Work to complete
Keep the pictures out of the copy and repeat the records exactly.

Data provided
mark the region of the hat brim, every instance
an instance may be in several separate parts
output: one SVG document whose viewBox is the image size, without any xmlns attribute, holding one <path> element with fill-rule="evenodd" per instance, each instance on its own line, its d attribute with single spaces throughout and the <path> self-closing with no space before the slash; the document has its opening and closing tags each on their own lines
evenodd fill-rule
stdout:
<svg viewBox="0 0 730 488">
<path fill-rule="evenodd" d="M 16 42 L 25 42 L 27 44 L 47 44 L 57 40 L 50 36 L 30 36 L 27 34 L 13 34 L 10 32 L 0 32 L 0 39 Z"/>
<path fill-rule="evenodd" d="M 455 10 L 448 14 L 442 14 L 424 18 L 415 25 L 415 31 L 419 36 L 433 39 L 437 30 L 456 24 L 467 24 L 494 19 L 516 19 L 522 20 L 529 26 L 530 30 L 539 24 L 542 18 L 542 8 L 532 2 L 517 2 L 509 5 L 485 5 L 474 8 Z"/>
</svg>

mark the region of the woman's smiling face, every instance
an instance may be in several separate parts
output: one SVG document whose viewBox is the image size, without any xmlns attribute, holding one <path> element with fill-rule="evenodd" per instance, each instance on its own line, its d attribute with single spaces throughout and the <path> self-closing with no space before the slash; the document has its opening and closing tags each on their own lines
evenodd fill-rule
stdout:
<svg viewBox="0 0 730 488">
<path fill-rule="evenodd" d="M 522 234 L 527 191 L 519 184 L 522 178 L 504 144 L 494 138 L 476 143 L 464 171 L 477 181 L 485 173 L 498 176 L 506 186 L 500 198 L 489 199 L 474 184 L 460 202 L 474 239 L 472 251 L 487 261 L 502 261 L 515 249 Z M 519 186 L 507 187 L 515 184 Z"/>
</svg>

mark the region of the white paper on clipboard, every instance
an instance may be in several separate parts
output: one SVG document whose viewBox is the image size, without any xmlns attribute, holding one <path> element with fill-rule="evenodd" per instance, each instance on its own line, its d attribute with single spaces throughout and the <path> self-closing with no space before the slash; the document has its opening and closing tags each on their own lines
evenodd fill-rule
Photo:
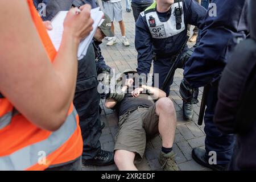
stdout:
<svg viewBox="0 0 256 182">
<path fill-rule="evenodd" d="M 49 36 L 57 51 L 59 50 L 61 43 L 62 35 L 64 30 L 63 22 L 67 13 L 68 11 L 66 11 L 59 12 L 51 22 L 53 29 L 51 31 L 48 31 Z M 100 23 L 102 22 L 101 19 L 104 13 L 102 11 L 100 11 L 99 7 L 91 10 L 90 16 L 94 20 L 93 24 L 93 29 L 90 34 L 85 39 L 82 40 L 79 44 L 77 52 L 78 60 L 81 59 L 86 55 L 89 45 L 92 42 L 96 29 Z"/>
</svg>

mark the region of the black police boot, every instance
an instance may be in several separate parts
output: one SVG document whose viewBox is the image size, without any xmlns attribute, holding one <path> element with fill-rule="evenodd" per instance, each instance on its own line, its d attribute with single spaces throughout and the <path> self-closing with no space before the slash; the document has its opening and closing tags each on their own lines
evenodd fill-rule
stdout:
<svg viewBox="0 0 256 182">
<path fill-rule="evenodd" d="M 183 110 L 183 118 L 185 120 L 191 119 L 194 114 L 193 105 L 183 101 L 182 109 Z"/>
<path fill-rule="evenodd" d="M 210 164 L 206 158 L 206 151 L 205 150 L 195 148 L 192 151 L 192 158 L 199 164 L 210 168 L 213 171 L 224 171 L 226 166 L 218 164 Z"/>
<path fill-rule="evenodd" d="M 105 123 L 104 122 L 101 122 L 101 129 L 103 130 L 105 127 Z"/>
<path fill-rule="evenodd" d="M 114 152 L 106 151 L 101 150 L 92 159 L 82 159 L 82 164 L 96 165 L 96 166 L 107 166 L 113 164 Z"/>
</svg>

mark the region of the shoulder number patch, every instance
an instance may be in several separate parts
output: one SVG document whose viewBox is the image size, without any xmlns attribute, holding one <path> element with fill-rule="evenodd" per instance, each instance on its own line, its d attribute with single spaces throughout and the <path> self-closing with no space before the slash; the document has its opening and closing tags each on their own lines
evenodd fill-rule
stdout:
<svg viewBox="0 0 256 182">
<path fill-rule="evenodd" d="M 162 39 L 166 37 L 164 25 L 163 24 L 155 27 L 150 27 L 150 31 L 153 38 Z"/>
</svg>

Response to the exercise
mark the region of the hat brim, every instance
an instance may be in several separate parts
output: one SVG document whose viewBox is the image size, without any xmlns attribute, holding one <path> element with fill-rule="evenodd" per instance, each instance on its own line, its d attribute with single spaces throughout and the <path> self-closing with no space before the slash; the document has its opening and closing tags each on their own lines
evenodd fill-rule
stdout:
<svg viewBox="0 0 730 488">
<path fill-rule="evenodd" d="M 16 42 L 25 42 L 27 44 L 47 44 L 57 40 L 50 36 L 30 36 L 27 34 L 13 34 L 10 32 L 0 32 L 0 39 Z"/>
<path fill-rule="evenodd" d="M 455 10 L 448 14 L 442 14 L 424 18 L 415 25 L 415 31 L 419 36 L 433 39 L 437 30 L 456 24 L 467 24 L 494 19 L 516 19 L 522 20 L 529 26 L 530 30 L 539 24 L 542 18 L 542 8 L 532 2 L 517 2 L 509 5 L 485 5 L 474 8 Z"/>
</svg>

mark the region of the woman's smiling face, every instance
an instance may be in several separate parts
output: one SVG document whose viewBox is the image size, without any xmlns attribute, holding one <path> element with fill-rule="evenodd" per instance, each instance on its own line, its d attribute with single spaces throughout and the <path> self-closing with no space before the slash; the document has its opening and closing tags each on their own lines
evenodd fill-rule
stdout:
<svg viewBox="0 0 730 488">
<path fill-rule="evenodd" d="M 522 234 L 527 191 L 519 184 L 522 178 L 504 144 L 494 138 L 476 143 L 464 171 L 477 181 L 485 173 L 498 176 L 506 186 L 500 198 L 489 199 L 474 184 L 460 202 L 474 239 L 472 251 L 487 261 L 502 261 L 515 249 Z M 519 186 L 507 187 L 515 184 Z"/>
</svg>

mark the region of the white paper on clipboard, every instance
an instance may be in several separate parts
output: one SVG document whose viewBox is the image size, without any xmlns attribute, holding one <path> element with fill-rule="evenodd" per instance, each instance on its own line, its d attribute with single spaces throughout and the <path> self-closing with no space before the slash; the document has its opening and closing tags each on their own lines
evenodd fill-rule
Photo:
stdout:
<svg viewBox="0 0 256 182">
<path fill-rule="evenodd" d="M 49 36 L 57 51 L 59 50 L 61 43 L 62 35 L 64 30 L 63 22 L 67 13 L 68 11 L 66 11 L 59 12 L 51 22 L 53 29 L 51 31 L 48 31 Z M 100 23 L 102 22 L 101 19 L 104 13 L 102 11 L 100 11 L 99 7 L 91 10 L 90 16 L 94 20 L 93 24 L 93 29 L 90 34 L 85 39 L 82 40 L 79 44 L 77 52 L 78 60 L 81 59 L 86 55 L 89 45 L 92 42 L 96 29 Z"/>
</svg>

mark the region of the black police boot, every instance
an instance may be in several separate parts
output: one SVG document whose viewBox is the image size, without any xmlns attribute, holding one <path> element with fill-rule="evenodd" per instance, each instance on its own line, its d attribute with single spaces throughout and the <path> self-closing with no space before the slash; the document has its opening and closing tags each on their own lines
evenodd fill-rule
stdout:
<svg viewBox="0 0 256 182">
<path fill-rule="evenodd" d="M 183 110 L 183 118 L 185 120 L 191 119 L 194 114 L 193 105 L 183 101 L 182 109 Z"/>
<path fill-rule="evenodd" d="M 210 164 L 206 158 L 206 151 L 205 150 L 195 148 L 192 151 L 192 158 L 199 164 L 210 168 L 213 171 L 224 171 L 226 166 L 218 164 Z"/>
<path fill-rule="evenodd" d="M 105 123 L 104 122 L 101 122 L 101 129 L 103 130 L 105 127 Z"/>
<path fill-rule="evenodd" d="M 114 152 L 106 151 L 101 150 L 92 159 L 82 159 L 82 164 L 96 165 L 96 166 L 107 166 L 113 164 Z"/>
</svg>

mark the region of the shoulder number patch, every instance
an instance may be in several separate parts
output: one SVG document whose viewBox is the image size, without any xmlns attribute, holding one <path> element with fill-rule="evenodd" per instance, each instance on its own line, its d attribute with single spaces throughout and the <path> self-closing with no space before the slash; the document has its opening and closing tags each on their own lines
evenodd fill-rule
stdout:
<svg viewBox="0 0 256 182">
<path fill-rule="evenodd" d="M 162 39 L 166 37 L 164 25 L 163 24 L 155 27 L 150 27 L 150 31 L 153 38 Z"/>
</svg>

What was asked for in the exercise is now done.